▸ **Task to complete**
Count the lines in the entries below that contain the string "coffee", treating uppercase and lowercase as different. Reply with only the number.

▸ **Exercise data**
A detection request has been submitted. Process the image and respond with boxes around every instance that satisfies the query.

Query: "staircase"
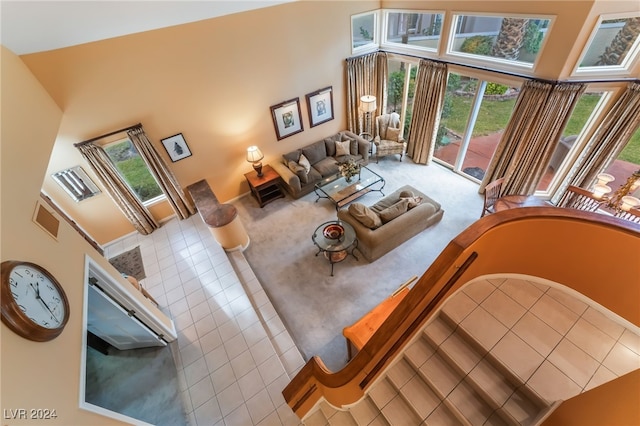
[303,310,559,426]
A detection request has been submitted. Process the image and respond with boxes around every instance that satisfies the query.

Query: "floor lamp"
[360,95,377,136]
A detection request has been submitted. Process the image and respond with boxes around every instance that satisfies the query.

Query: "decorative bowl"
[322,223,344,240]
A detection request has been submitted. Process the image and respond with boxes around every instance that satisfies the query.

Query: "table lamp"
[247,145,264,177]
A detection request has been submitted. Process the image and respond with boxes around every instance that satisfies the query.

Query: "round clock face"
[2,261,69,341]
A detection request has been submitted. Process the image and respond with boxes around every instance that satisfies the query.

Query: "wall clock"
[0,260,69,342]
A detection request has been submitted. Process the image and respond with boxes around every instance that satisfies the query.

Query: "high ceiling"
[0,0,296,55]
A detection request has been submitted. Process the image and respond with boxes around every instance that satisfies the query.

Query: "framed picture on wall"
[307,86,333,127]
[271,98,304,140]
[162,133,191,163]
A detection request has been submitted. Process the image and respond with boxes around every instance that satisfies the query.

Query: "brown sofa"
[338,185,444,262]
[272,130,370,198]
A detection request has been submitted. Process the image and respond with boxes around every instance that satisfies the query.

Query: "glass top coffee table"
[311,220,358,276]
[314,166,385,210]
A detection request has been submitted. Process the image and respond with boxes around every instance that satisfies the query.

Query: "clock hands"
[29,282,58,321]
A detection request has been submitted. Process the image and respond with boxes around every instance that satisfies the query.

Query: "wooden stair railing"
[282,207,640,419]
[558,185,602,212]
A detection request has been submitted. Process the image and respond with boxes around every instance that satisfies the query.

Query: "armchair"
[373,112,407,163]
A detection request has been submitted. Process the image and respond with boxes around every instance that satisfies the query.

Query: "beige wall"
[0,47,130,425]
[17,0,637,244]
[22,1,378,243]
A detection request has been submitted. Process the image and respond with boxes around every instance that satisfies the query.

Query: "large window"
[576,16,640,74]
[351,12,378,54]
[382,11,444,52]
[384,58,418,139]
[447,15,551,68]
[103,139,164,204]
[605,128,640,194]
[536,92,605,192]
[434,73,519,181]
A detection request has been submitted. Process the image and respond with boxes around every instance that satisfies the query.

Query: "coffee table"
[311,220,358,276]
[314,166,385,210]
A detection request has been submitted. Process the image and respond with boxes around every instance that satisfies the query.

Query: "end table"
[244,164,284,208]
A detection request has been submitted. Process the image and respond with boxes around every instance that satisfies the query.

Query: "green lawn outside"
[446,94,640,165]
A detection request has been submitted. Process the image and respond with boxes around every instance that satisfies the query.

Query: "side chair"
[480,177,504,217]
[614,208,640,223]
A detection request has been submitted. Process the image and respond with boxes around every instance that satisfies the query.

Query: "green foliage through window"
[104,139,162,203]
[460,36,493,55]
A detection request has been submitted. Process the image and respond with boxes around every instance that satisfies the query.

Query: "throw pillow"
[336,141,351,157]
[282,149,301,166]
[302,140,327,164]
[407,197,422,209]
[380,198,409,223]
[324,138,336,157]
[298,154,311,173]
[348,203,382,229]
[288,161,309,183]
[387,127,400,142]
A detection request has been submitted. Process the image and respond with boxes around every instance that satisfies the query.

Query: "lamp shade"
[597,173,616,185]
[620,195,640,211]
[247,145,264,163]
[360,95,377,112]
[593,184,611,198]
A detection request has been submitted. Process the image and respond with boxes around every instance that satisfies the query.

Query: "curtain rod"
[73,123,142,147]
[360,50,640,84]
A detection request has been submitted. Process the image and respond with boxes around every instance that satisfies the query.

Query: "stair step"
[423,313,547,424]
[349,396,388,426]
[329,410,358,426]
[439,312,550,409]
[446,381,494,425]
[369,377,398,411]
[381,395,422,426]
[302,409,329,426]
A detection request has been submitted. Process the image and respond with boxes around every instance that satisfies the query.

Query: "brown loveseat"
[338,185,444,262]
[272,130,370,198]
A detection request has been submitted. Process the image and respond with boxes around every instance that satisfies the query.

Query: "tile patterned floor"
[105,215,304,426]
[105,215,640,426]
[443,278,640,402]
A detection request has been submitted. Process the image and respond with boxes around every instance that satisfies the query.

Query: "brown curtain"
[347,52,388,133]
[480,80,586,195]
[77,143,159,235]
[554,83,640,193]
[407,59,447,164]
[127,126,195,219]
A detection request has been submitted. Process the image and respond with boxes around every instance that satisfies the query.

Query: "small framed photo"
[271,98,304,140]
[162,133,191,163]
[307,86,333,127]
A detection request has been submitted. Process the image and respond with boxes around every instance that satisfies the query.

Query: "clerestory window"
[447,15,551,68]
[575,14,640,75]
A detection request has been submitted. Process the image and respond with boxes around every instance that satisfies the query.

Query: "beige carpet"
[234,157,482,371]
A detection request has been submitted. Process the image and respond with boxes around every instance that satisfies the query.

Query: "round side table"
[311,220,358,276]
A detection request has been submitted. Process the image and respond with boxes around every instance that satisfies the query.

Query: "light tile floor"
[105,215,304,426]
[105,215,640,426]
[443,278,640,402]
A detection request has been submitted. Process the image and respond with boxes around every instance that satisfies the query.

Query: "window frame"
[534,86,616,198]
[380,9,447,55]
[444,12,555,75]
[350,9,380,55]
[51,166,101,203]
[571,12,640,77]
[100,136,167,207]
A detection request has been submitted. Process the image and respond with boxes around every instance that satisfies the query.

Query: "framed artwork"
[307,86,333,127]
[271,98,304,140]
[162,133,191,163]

==

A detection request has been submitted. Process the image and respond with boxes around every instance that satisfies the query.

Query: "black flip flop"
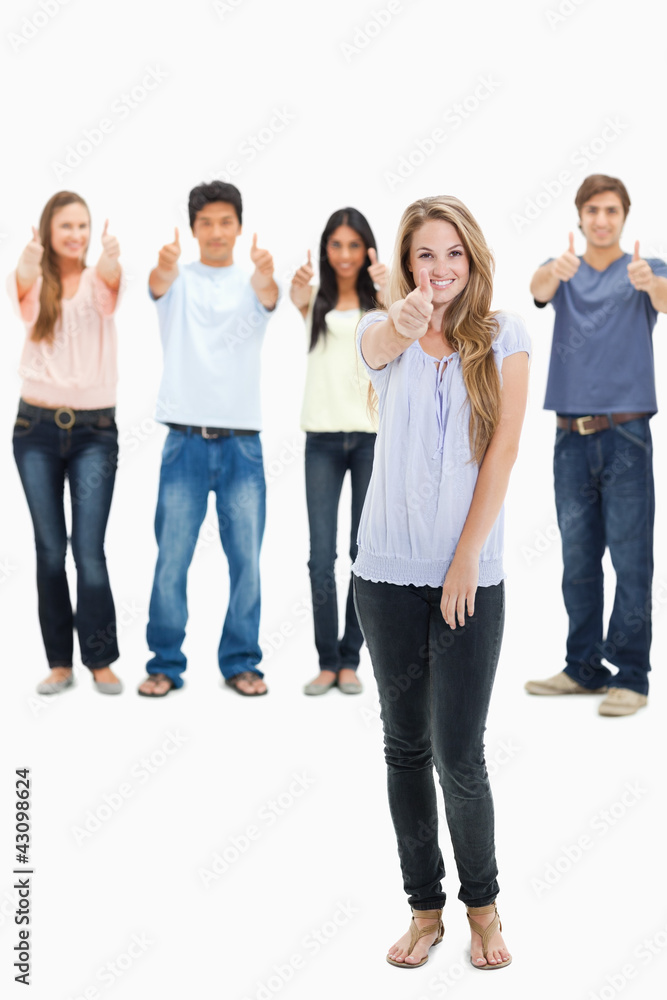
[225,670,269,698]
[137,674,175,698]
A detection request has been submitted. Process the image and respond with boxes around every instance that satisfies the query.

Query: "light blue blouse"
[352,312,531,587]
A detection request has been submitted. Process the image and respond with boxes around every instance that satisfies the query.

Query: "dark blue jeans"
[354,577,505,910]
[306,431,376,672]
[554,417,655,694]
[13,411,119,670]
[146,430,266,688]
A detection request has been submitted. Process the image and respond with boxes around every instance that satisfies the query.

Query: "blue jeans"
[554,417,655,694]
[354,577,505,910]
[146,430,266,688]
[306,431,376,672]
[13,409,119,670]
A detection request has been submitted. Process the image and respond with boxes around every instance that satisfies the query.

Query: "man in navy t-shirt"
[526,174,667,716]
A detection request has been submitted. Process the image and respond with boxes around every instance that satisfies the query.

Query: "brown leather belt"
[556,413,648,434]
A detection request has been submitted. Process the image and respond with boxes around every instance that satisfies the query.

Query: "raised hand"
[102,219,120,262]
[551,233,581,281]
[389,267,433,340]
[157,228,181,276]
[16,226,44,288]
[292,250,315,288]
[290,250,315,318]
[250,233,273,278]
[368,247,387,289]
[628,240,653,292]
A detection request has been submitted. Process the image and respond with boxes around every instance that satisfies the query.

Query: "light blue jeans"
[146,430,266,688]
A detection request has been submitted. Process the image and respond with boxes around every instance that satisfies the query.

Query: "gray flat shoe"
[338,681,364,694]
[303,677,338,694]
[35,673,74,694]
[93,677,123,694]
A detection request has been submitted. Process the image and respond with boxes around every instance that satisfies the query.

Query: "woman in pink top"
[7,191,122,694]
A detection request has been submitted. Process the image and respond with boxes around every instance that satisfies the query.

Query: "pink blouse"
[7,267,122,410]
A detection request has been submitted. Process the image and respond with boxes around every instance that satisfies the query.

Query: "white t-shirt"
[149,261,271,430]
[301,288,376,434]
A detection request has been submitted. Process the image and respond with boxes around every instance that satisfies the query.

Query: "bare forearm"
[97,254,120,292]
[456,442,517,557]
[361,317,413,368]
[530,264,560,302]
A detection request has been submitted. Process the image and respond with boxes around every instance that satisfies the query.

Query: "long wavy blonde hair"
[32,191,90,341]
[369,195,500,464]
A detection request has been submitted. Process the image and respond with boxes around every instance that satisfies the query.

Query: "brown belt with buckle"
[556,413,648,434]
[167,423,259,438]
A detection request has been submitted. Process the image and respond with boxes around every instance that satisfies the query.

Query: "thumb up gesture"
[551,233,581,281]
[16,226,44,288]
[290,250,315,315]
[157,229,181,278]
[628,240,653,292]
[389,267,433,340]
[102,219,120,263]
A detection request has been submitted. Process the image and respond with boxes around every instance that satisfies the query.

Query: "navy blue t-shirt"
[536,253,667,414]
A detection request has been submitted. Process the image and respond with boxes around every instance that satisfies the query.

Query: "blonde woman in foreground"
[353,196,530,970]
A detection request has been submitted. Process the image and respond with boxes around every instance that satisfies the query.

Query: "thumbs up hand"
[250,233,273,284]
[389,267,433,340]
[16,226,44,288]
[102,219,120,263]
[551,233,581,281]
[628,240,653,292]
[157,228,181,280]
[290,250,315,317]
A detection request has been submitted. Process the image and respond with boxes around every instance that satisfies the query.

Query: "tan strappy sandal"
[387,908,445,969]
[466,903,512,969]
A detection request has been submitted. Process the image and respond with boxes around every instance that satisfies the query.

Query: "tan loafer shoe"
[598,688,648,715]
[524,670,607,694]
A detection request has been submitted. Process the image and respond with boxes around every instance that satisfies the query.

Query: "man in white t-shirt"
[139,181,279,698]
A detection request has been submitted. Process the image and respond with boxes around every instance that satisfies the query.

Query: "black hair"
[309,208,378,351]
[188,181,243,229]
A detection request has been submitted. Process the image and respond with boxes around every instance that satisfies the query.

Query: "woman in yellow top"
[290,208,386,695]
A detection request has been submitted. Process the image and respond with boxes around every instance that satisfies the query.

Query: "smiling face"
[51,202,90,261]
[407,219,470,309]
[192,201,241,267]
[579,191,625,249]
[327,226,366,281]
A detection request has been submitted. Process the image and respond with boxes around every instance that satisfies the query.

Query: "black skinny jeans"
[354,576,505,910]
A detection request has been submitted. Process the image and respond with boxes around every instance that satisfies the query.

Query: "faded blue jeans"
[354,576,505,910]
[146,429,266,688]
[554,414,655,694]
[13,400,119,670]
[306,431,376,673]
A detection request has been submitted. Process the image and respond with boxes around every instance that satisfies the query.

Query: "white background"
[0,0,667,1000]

▸ **Exercise output**
2